DIRECTIONS: Please give back only the lines below from the one containing "box: [2, 162, 96, 220]" to the one containing "box: [0, 81, 600, 394]", each repeated word for word, both ends included.

DATA SHOWN:
◆ ◆ ◆ ◆

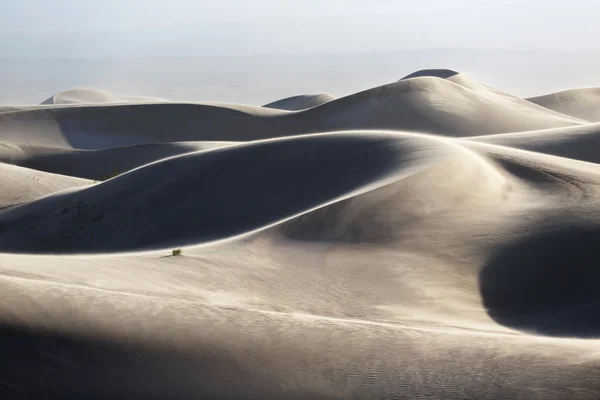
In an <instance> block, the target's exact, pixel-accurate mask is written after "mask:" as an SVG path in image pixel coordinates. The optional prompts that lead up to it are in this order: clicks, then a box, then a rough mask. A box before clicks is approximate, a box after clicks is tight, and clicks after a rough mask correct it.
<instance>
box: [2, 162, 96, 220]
mask: <svg viewBox="0 0 600 400" xmlns="http://www.w3.org/2000/svg"><path fill="white" fill-rule="evenodd" d="M90 184H92V181H89V180H87V179H78V178H75V177H70V176H63V175H55V174H50V173H46V172H42V171H36V170H33V169H29V168H21V167H16V166H12V165H6V164H2V163H0V187H1V188H2V191H1V193H0V209H2V208H4V207H10V206H14V205H18V204H23V203H27V202H29V201H32V200H35V199H39V198H41V197H44V196H46V195H49V194H52V193H56V192H58V191H61V190H65V189H70V188H78V187H83V186H88V185H90Z"/></svg>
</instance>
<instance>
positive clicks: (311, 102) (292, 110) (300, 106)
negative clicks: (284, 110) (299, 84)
mask: <svg viewBox="0 0 600 400" xmlns="http://www.w3.org/2000/svg"><path fill="white" fill-rule="evenodd" d="M332 100H335V96H333V95H331V94H329V93H319V94H303V95H298V96H292V97H286V98H285V99H281V100H277V101H274V102H272V103H269V104H265V105H264V106H263V107H265V108H275V109H278V110H287V111H300V110H306V109H309V108H313V107H316V106H320V105H321V104H325V103H328V102H330V101H332Z"/></svg>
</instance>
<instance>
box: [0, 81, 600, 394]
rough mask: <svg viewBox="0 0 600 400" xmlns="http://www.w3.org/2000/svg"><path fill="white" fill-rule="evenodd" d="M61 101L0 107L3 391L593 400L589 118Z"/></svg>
mask: <svg viewBox="0 0 600 400" xmlns="http://www.w3.org/2000/svg"><path fill="white" fill-rule="evenodd" d="M64 93H70V92H64ZM75 94H77V96H75V97H76V98H77V99H79V100H83V101H73V102H71V103H70V104H66V103H69V101H68V100H65V99H67V98H71V97H68V96H66V97H64V98H63V100H62V101H63V103H64V104H50V105H43V106H32V108H27V107H24V108H23V109H19V110H13V109H6V110H5V111H4V112H3V113H1V114H0V140H1V144H0V169H1V171H0V184H1V187H2V191H1V192H0V292H1V293H2V294H3V296H2V301H1V302H0V348H2V349H4V351H3V357H1V358H0V395H1V398H3V399H4V398H6V399H12V398H15V399H16V398H26V399H29V398H31V399H36V398H73V399H81V398H94V399H111V398H119V399H129V398H131V399H138V398H160V399H181V398H210V399H261V400H262V399H303V400H304V399H372V398H377V399H403V398H407V399H413V398H422V399H442V398H443V399H557V400H562V399H571V398H573V399H590V400H596V399H598V398H599V396H600V378H599V377H598V374H597V373H596V371H597V370H598V369H599V368H600V323H599V322H598V321H599V320H598V318H597V315H598V313H599V312H600V295H599V293H598V290H597V282H598V279H599V278H600V272H599V270H598V268H597V267H596V261H595V246H596V245H597V244H598V243H600V240H599V238H600V230H599V228H598V227H599V226H600V213H599V212H598V199H599V198H600V156H598V155H597V153H598V152H597V151H596V149H597V148H598V146H599V145H600V136H599V132H600V124H598V123H593V122H589V121H590V120H592V119H593V118H590V117H589V115H583V114H576V113H572V112H567V111H569V110H564V109H552V107H549V108H544V107H546V106H547V105H545V104H542V103H541V102H540V103H539V104H534V102H532V101H528V100H525V99H520V98H518V97H515V96H513V95H510V94H508V93H504V92H502V91H501V90H498V89H494V88H490V87H487V86H485V85H483V84H480V83H478V82H475V81H473V80H471V79H470V78H468V77H467V76H465V75H464V74H460V73H457V72H455V71H450V70H423V71H418V72H416V73H415V74H411V75H409V76H407V77H405V78H403V79H401V80H400V81H398V82H395V83H391V84H388V85H383V86H380V87H377V88H373V89H369V90H366V91H364V92H360V93H356V94H354V95H351V96H346V97H343V98H338V99H333V98H326V97H324V96H320V95H316V96H300V97H296V98H288V99H284V100H281V101H279V102H274V103H270V104H268V105H266V106H264V107H255V106H245V105H231V104H229V105H228V104H216V103H186V104H184V103H170V102H152V103H142V102H135V101H133V102H131V103H127V104H112V100H111V99H112V98H109V99H108V101H104V100H102V97H101V96H100V97H98V96H99V95H98V96H97V93H95V92H94V93H81V92H75ZM78 96H79V97H78ZM94 96H96V97H94ZM55 97H56V96H55ZM94 99H95V100H97V103H98V104H94V105H92V104H90V103H92V102H93V101H92V100H94ZM59 100H60V96H59ZM530 100H531V99H530ZM58 102H59V101H58ZM100 103H102V104H100ZM104 103H111V104H104ZM540 104H542V105H544V107H542V105H540ZM581 104H582V103H581ZM586 104H587V103H586ZM589 104H591V103H589ZM577 107H580V106H577ZM577 107H575V108H577ZM577 109H578V110H583V109H585V107H583V108H577ZM590 110H591V108H590ZM562 112H564V113H562ZM567 114H571V115H567ZM580 118H581V119H580ZM115 172H118V174H117V175H116V176H114V177H112V176H113V175H115V174H114V173H115ZM109 177H111V178H110V179H106V180H105V178H109ZM82 178H89V179H82ZM98 181H100V182H98ZM596 240H599V241H598V242H596ZM174 249H181V250H182V254H181V255H172V250H174Z"/></svg>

◆ ◆ ◆ ◆

EXERCISE SOLUTION:
box: [2, 162, 96, 220]
mask: <svg viewBox="0 0 600 400" xmlns="http://www.w3.org/2000/svg"><path fill="white" fill-rule="evenodd" d="M90 184H92V181H89V180H87V179H78V178H75V177H70V176H63V175H55V174H50V173H46V172H42V171H36V170H33V169H29V168H21V167H16V166H12V165H6V164H2V163H0V187H1V188H2V191H1V193H0V209H2V208H4V207H10V206H14V205H18V204H23V203H27V202H29V201H32V200H35V199H39V198H41V197H44V196H46V195H49V194H52V193H56V192H58V191H61V190H65V189H70V188H78V187H83V186H88V185H90Z"/></svg>
</instance>
<instance>
positive clicks: (311, 102) (292, 110) (300, 106)
negative clicks: (284, 110) (299, 84)
mask: <svg viewBox="0 0 600 400" xmlns="http://www.w3.org/2000/svg"><path fill="white" fill-rule="evenodd" d="M332 100H335V96H333V95H331V94H329V93H319V94H303V95H298V96H292V97H286V98H285V99H281V100H277V101H274V102H272V103H269V104H265V105H264V106H263V107H265V108H275V109H278V110H287V111H300V110H306V109H309V108H313V107H316V106H320V105H321V104H325V103H328V102H330V101H332Z"/></svg>
</instance>
<instance>
box: [0, 81, 600, 394]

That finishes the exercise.